[TASK TO COMPLETE]
All of the data below should be copied exactly as it stands.

--- DATA EXTRACT ---

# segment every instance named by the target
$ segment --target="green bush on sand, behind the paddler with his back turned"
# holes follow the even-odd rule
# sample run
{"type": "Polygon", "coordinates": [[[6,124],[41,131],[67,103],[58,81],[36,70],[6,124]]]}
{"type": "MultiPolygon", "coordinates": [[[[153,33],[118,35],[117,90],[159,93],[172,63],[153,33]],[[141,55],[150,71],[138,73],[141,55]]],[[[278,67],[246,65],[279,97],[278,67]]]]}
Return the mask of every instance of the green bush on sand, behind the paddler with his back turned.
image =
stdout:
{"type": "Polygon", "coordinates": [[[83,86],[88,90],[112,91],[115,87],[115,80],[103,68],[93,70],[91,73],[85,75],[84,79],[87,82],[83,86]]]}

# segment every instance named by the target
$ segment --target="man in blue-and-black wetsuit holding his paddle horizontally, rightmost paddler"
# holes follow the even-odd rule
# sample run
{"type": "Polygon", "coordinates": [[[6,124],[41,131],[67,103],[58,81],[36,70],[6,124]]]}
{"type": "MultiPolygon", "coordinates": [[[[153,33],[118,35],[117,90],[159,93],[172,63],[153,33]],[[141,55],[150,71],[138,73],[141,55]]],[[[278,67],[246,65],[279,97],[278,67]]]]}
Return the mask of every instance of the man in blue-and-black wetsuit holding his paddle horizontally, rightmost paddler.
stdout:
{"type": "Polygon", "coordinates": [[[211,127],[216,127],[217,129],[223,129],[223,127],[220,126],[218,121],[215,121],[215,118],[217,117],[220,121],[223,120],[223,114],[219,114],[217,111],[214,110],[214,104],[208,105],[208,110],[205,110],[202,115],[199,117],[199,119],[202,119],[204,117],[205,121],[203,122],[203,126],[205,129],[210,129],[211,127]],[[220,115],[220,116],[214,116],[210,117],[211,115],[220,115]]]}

---

[EXERCISE OUTPUT]
# segment every instance named by the target
$ segment --target="green bush on sand, behind the paddler with his back turned"
# holes follow the even-odd rule
# sample run
{"type": "Polygon", "coordinates": [[[6,124],[41,131],[67,103],[58,81],[36,70],[6,124]]]}
{"type": "MultiPolygon", "coordinates": [[[[153,33],[118,35],[117,90],[159,93],[172,63],[153,33]],[[141,55],[150,71],[138,73],[141,55]]],[[[278,67],[246,65],[279,97],[278,67]]]]}
Return the mask of every instance of the green bush on sand, behind the paddler with his back turned.
image =
stdout:
{"type": "Polygon", "coordinates": [[[83,86],[88,90],[112,91],[115,87],[115,80],[103,68],[93,70],[91,73],[85,75],[84,79],[87,82],[83,86]]]}

# segment every instance named by the target
$ segment --target="man in blue-and-black wetsuit holding his paddle horizontally, rightmost paddler"
# holes follow the even-odd rule
# sample run
{"type": "Polygon", "coordinates": [[[6,124],[41,131],[67,103],[58,81],[36,70],[6,124]]]}
{"type": "MultiPolygon", "coordinates": [[[[153,33],[118,35],[117,90],[159,93],[172,63],[153,33]],[[141,55],[150,71],[138,73],[141,55]]],[[[278,67],[246,65],[279,97],[278,67]]]]}
Return the mask of every instance of the man in blue-and-black wetsuit holding his paddle horizontally, rightmost paddler.
stdout:
{"type": "Polygon", "coordinates": [[[211,127],[216,127],[217,129],[223,129],[223,127],[220,126],[218,121],[215,121],[215,118],[217,117],[220,121],[223,120],[223,114],[219,114],[217,111],[214,110],[214,104],[208,105],[208,110],[205,110],[202,115],[199,117],[199,119],[202,119],[204,117],[205,121],[203,122],[203,126],[205,129],[210,129],[211,127]],[[220,115],[220,116],[214,116],[210,117],[211,115],[220,115]]]}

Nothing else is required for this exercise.